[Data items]
######
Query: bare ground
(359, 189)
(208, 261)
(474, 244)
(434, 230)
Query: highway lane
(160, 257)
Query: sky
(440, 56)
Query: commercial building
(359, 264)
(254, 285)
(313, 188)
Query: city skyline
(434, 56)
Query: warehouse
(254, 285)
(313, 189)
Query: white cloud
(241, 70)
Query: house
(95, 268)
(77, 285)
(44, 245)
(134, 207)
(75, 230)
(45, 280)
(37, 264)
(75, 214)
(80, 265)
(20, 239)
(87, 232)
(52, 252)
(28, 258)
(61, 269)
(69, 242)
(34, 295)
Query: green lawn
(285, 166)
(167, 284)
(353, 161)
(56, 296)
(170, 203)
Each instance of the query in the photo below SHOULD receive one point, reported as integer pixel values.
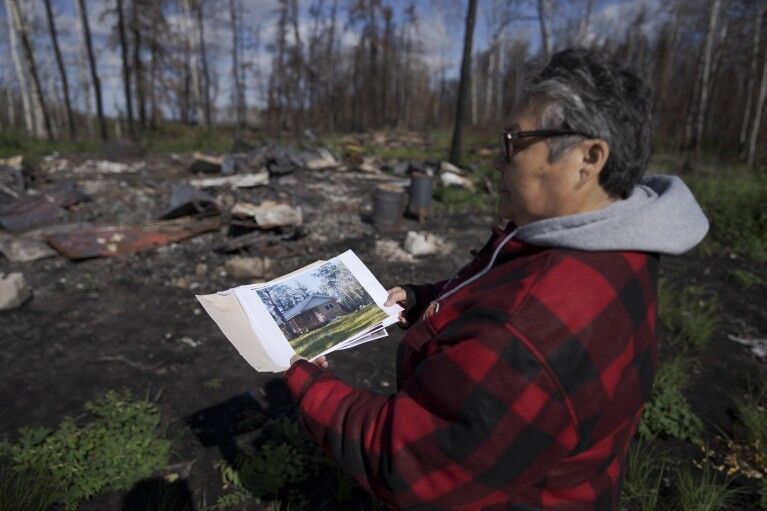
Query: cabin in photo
(312, 312)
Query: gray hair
(587, 91)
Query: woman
(522, 379)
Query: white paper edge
(227, 313)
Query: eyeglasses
(508, 137)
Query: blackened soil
(134, 322)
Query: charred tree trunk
(238, 103)
(705, 77)
(138, 66)
(82, 62)
(204, 63)
(463, 87)
(30, 57)
(62, 71)
(758, 112)
(126, 69)
(24, 90)
(744, 149)
(94, 73)
(544, 17)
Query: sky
(441, 31)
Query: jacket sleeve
(478, 420)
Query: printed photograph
(321, 308)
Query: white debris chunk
(14, 291)
(453, 179)
(245, 267)
(421, 244)
(236, 181)
(758, 346)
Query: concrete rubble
(255, 198)
(14, 291)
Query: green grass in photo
(688, 314)
(311, 344)
(745, 278)
(705, 491)
(667, 412)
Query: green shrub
(736, 206)
(287, 470)
(752, 427)
(745, 278)
(25, 490)
(667, 412)
(115, 450)
(286, 458)
(689, 315)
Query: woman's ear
(595, 154)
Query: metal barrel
(420, 195)
(389, 206)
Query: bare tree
(463, 87)
(761, 11)
(126, 69)
(62, 71)
(759, 106)
(94, 73)
(82, 61)
(708, 52)
(544, 17)
(204, 61)
(21, 75)
(238, 97)
(32, 66)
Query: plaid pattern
(520, 392)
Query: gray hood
(661, 215)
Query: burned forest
(151, 152)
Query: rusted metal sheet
(35, 210)
(119, 241)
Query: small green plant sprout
(213, 384)
(117, 448)
(745, 278)
(27, 490)
(703, 490)
(689, 315)
(748, 449)
(667, 412)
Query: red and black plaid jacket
(520, 391)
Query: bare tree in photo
(464, 85)
(13, 10)
(94, 73)
(761, 12)
(544, 18)
(706, 73)
(62, 71)
(238, 102)
(21, 75)
(126, 69)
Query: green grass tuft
(115, 450)
(644, 477)
(737, 209)
(667, 412)
(745, 278)
(689, 315)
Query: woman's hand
(320, 361)
(398, 296)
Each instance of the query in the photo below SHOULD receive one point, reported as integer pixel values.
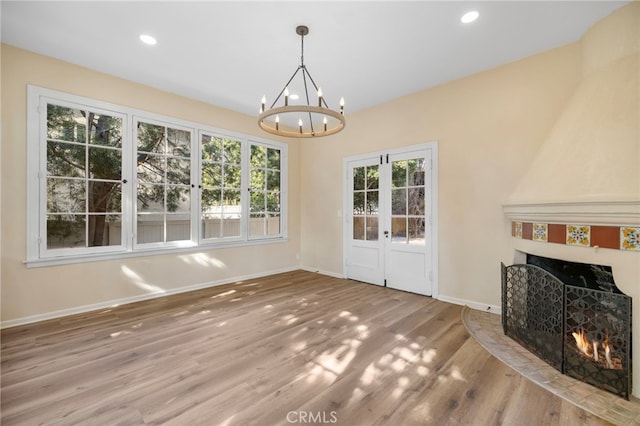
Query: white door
(390, 219)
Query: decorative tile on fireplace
######
## The request
Present every row above as a Markdown table with the columns Number and Text, giving each line its own number. Skip blank lines and leave the pictures out.

## Task solution
| Number | Text |
|---|---|
| 1 | Query: bare ground |
| 2 | (359, 189) |
| 3 | (208, 261) |
| 4 | (474, 244) |
| 5 | (434, 230) |
| 6 | Query: highway lane |
| 7 | (160, 257) |
| 8 | Query: sky |
| 9 | (440, 56) |
| 10 | Query: commercial building |
| 11 | (359, 264) |
| 12 | (254, 285) |
| 13 | (313, 188) |
| 14 | Query: city skyline |
| 15 | (434, 56) |
| 16 | Query: warehouse |
| 17 | (254, 285) |
| 18 | (313, 189) |
| 19 | Query: white cloud |
| 20 | (241, 70) |
| 21 | Query: house |
| 22 | (95, 268) |
| 23 | (77, 285) |
| 24 | (44, 245) |
| 25 | (134, 207) |
| 26 | (75, 230) |
| 27 | (45, 280) |
| 28 | (37, 264) |
| 29 | (75, 214) |
| 30 | (80, 265) |
| 31 | (20, 239) |
| 32 | (87, 232) |
| 33 | (52, 252) |
| 34 | (28, 258) |
| 35 | (61, 269) |
| 36 | (69, 242) |
| 37 | (34, 295) |
| 38 | Query: green lawn |
| 39 | (285, 166) |
| 40 | (167, 284) |
| 41 | (353, 161) |
| 42 | (56, 296) |
| 43 | (170, 203) |
| 44 | Each instance of the query in the photo below SHOULD receive one point, reported as integer pixel values. |
| 45 | Query: cabin in photo |
| 46 | (312, 312) |
| 47 | Query: gray hair |
| 48 | (587, 91) |
| 49 | Query: woman |
| 50 | (522, 379) |
| 51 | Query: white paper edge |
| 52 | (227, 313) |
| 53 | Query: eyeglasses |
| 54 | (508, 137) |
| 55 | Query: blackened soil |
| 56 | (134, 322) |
| 57 | Query: charred tree trunk |
| 58 | (238, 103) |
| 59 | (705, 77) |
| 60 | (138, 66) |
| 61 | (82, 62) |
| 62 | (204, 63) |
| 63 | (463, 87) |
| 64 | (30, 57) |
| 65 | (62, 71) |
| 66 | (758, 112) |
| 67 | (126, 69) |
| 68 | (24, 90) |
| 69 | (744, 149) |
| 70 | (94, 73) |
| 71 | (544, 17) |
| 72 | Query: sky |
| 73 | (441, 31) |
| 74 | Query: jacket sleeve |
| 75 | (478, 420) |
| 76 | Query: printed photograph |
| 77 | (321, 308) |
| 78 | Query: white debris chunk |
| 79 | (14, 291) |
| 80 | (453, 179) |
| 81 | (245, 267) |
| 82 | (421, 244) |
| 83 | (236, 181) |
| 84 | (758, 346) |
| 85 | Query: concrete rubble |
| 86 | (255, 198) |
| 87 | (14, 291) |
| 88 | Query: green grass in photo |
| 89 | (688, 314) |
| 90 | (311, 344) |
| 91 | (745, 278) |
| 92 | (705, 491) |
| 93 | (667, 412) |
| 94 | Query: green shrub |
| 95 | (736, 206) |
| 96 | (287, 470) |
| 97 | (752, 427) |
| 98 | (745, 278) |
| 99 | (25, 490) |
| 100 | (667, 412) |
| 101 | (115, 450) |
| 102 | (286, 458) |
| 103 | (689, 315) |
| 104 | Query: woman's ear |
| 105 | (595, 154) |
| 106 | Query: metal barrel |
| 107 | (420, 195) |
| 108 | (389, 206) |
| 109 | Query: bare tree |
| 110 | (463, 87) |
| 111 | (761, 11) |
| 112 | (126, 69) |
| 113 | (62, 71) |
| 114 | (759, 106) |
| 115 | (94, 73) |
| 116 | (82, 61) |
| 117 | (708, 52) |
| 118 | (544, 17) |
| 119 | (204, 61) |
| 120 | (21, 75) |
| 121 | (238, 97) |
| 122 | (32, 66) |
| 123 | Query: plaid pattern |
| 124 | (520, 392) |
| 125 | Query: gray hood |
| 126 | (661, 215) |
| 127 | Query: burned forest |
| 128 | (151, 152) |
| 129 | Query: rusted metal sheet |
| 130 | (35, 210) |
| 131 | (119, 241) |
| 132 | Query: small green plant sprout |
| 133 | (213, 384) |
| 134 | (117, 448) |
| 135 | (745, 278) |
| 136 | (27, 490) |
| 137 | (703, 490) |
| 138 | (689, 315) |
| 139 | (748, 449) |
| 140 | (667, 412) |
| 141 | Query: red and black plaid jacket |
| 142 | (520, 391) |
| 143 | Query: bare tree in photo |
| 144 | (464, 85) |
| 145 | (13, 10) |
| 146 | (94, 73) |
| 147 | (761, 12) |
| 148 | (544, 18) |
| 149 | (706, 73) |
| 150 | (62, 71) |
| 151 | (238, 102) |
| 152 | (21, 75) |
| 153 | (126, 69) |
| 154 | Query: green grass tuft |
| 155 | (115, 450) |
| 156 | (644, 477) |
| 157 | (737, 209) |
| 158 | (667, 412) |
| 159 | (745, 278) |
| 160 | (689, 315) |
| 161 | Query: woman's hand |
| 162 | (320, 361) |
| 163 | (398, 296) |
| 164 | Each instance of the query in the photo below SHOULD receive one point, reported as integer pixel values. |
| 165 | Query: white door |
| 166 | (390, 219) |
| 167 | Query: decorative tile on fireplace |